§ **Supplied data**
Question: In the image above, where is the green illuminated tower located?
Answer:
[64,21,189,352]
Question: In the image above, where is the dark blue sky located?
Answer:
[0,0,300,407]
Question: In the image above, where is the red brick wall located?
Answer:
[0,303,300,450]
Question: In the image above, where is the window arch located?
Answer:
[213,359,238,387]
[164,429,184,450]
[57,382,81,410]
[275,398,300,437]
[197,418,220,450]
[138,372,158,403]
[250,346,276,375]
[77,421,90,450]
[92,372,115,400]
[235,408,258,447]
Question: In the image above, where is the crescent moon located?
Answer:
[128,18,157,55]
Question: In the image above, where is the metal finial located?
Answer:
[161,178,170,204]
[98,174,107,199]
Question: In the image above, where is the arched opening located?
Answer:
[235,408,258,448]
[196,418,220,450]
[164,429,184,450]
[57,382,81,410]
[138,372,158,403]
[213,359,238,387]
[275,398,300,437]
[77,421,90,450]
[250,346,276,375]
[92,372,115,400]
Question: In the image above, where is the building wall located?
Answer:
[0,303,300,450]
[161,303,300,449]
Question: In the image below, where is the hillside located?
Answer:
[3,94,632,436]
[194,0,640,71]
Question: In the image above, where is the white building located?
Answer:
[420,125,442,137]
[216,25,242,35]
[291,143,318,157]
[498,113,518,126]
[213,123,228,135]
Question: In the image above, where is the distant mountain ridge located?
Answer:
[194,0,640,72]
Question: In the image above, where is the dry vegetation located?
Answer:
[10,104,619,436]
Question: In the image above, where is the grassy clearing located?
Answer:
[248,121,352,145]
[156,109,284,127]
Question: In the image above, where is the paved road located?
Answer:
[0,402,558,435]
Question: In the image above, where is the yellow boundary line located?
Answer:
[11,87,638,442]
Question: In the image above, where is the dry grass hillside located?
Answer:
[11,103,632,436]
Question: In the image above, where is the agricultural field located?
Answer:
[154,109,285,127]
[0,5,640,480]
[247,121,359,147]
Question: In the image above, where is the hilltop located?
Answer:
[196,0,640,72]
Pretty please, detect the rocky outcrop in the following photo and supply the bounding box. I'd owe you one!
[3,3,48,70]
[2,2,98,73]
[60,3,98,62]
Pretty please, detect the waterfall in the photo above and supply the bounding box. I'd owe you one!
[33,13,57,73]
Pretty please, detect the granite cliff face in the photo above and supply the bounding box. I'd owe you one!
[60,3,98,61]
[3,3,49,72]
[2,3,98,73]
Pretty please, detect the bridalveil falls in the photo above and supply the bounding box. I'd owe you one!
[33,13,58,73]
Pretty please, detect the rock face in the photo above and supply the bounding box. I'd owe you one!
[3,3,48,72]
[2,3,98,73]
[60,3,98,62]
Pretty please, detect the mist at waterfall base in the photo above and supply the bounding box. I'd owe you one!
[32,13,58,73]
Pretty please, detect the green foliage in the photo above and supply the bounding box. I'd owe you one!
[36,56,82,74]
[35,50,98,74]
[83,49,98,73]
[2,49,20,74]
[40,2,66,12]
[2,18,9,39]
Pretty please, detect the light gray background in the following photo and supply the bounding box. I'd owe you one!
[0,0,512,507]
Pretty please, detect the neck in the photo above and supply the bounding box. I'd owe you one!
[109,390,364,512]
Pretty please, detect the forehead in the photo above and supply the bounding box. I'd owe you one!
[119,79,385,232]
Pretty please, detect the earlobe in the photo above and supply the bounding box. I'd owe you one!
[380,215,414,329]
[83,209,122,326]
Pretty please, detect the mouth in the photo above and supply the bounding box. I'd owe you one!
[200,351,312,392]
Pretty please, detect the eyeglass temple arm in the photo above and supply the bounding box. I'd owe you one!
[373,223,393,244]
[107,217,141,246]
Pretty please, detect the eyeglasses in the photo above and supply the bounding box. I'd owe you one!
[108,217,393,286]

§ **Problem**
Give every line of the records above as a numbered list, one line per item, with blank lines left out.

§ **Full response**
1. Question: In the image above, where is the green illuminated tower located?
2. Answer:
3. [64,21,189,352]
4. Question: In the image above, where is the dark blue sky located?
5. Answer:
6. [0,0,300,407]
7. Question: In the image above, where is the red brick wall located?
8. Answer:
9. [0,303,300,450]
10. Question: In the image above, where is the window arch located?
11. Answer:
12. [213,359,238,387]
13. [164,429,184,450]
14. [57,382,81,410]
15. [275,398,300,437]
16. [197,418,220,450]
17. [138,372,158,403]
18. [250,346,276,375]
19. [77,421,90,450]
20. [92,372,115,400]
21. [235,408,258,447]
22. Question: In the image above, where is the crescent moon located?
23. Answer:
24. [128,18,157,55]
25. Question: In the image above, where is the metal finial located?
26. Answer:
27. [161,178,170,204]
28. [98,174,107,199]
29. Question: In the image above, where is the arched opening located?
30. Answer:
31. [235,408,258,448]
32. [196,418,220,450]
33. [164,429,184,450]
34. [57,382,81,410]
35. [138,372,158,403]
36. [213,359,238,387]
37. [275,398,300,437]
38. [77,421,90,450]
39. [250,346,276,375]
40. [92,372,115,400]
41. Question: In the image above, where is the building wall located?
42. Answer:
43. [0,303,300,450]
44. [161,303,300,449]
45. Question: In the image below, where is the hillside located?
46. Answer:
47. [3,94,632,436]
48. [194,0,640,71]
49. Question: In the image above, where is the white building located?
50. Answer:
51. [420,125,442,137]
52. [216,25,242,35]
53. [291,143,318,157]
54. [498,113,518,126]
55. [213,123,228,135]
56. Question: In the image above, where is the distant mountain ridge located?
57. Answer:
58. [194,0,640,72]
59. Question: In the image above, where is the dry vegetation located?
60. Answer:
61. [10,104,619,436]
62. Question: In the image above, where is the grassy clearing located?
63. Answer:
64. [248,121,352,145]
65. [156,109,284,127]
66. Question: In the image above, where is the paved road located?
67. Answer:
68. [0,402,558,435]
69. Question: In the image above, where is the yellow boundary line located?
70. Answer:
71. [11,87,638,442]
72. Question: In the image above, where is the dry grass hillside located?
73. Answer:
74. [11,103,632,436]
75. Question: In the image above, where is the agricultural field located?
76. Answer:
77. [154,109,285,127]
78. [0,5,640,480]
79. [247,121,359,147]
80. Question: In the image above, where is the hilltop located?
81. Answer:
82. [196,0,640,72]
83. Pretty please, detect the rocky outcrop in the following photo and supply the bounding box. I'd owe you one!
84. [3,3,48,70]
85. [2,2,98,73]
86. [60,3,98,62]
87. Pretty please, detect the waterfall in the photo above and supply the bounding box. I'd owe you one!
88. [33,13,57,73]
89. Pretty please, detect the granite cliff face in the photo above and supply the bounding box. I'd owe you one!
90. [60,3,98,61]
91. [3,3,49,72]
92. [2,3,98,73]
93. Pretty please, detect the bridalveil falls in the photo above and supply the bounding box. I'd owe you one!
94. [33,13,58,73]
95. Pretty please, detect the rock face in the photo above and supply the bounding box. I'd owe you one!
96. [3,3,48,72]
97. [2,3,98,73]
98. [60,3,98,62]
99. Pretty please, detect the mist at waterfall base in the photo above and supply the bounding box. I'd owe you one!
100. [32,13,58,73]
101. Pretty please, detect the green foliage in the photo above and supply the bounding box. I'd owe you one!
102. [36,56,82,74]
103. [35,50,98,74]
104. [83,49,98,73]
105. [2,49,20,74]
106. [40,2,66,12]
107. [2,18,9,39]
108. Pretty please, detect the light gray background in the following photo and supply the bounding box. I'd owe you one!
109. [0,0,512,507]
110. Pretty please, detect the neck in the photo above and supply the bounding box. I'd owe you one!
111. [109,390,364,512]
112. Pretty please, detect the forehead in the photo above and supply the bounding box. I'd owe you one!
113. [119,79,385,232]
114. Pretty please, detect the earlobe in the photo above and supply the bounding box. I'd owe you one!
115. [380,215,414,329]
116. [83,209,122,326]
117. Pretty please, detect the mouth in the photo above and supply the bounding box. I'd owe you one!
118. [200,351,312,392]
119. Pretty please, detect the eyeglass temple arm in the photo above and supply the bounding box. I'd owe you one!
120. [373,223,393,244]
121. [107,217,141,246]
122. Pretty please, detect the eyeglasses in the photo above and supply the bounding box. I'd owe you one!
123. [108,217,393,286]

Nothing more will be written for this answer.